**SHORT EXERCISE**
Duplicate the data below line for line, changing nothing.
— BEGIN DATA PROVIDED —
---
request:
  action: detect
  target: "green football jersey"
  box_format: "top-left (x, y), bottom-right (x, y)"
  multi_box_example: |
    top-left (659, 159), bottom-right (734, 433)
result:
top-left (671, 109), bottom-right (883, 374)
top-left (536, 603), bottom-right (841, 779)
— END DATA PROVIDED —
**WRITTEN SOLUTION**
---
request:
  action: detect
  target: "green football jersey"
  box_format: "top-left (x, y), bottom-right (x, y)"
  multi_box_example: |
    top-left (659, 159), bottom-right (734, 433)
result:
top-left (671, 109), bottom-right (883, 374)
top-left (536, 603), bottom-right (841, 779)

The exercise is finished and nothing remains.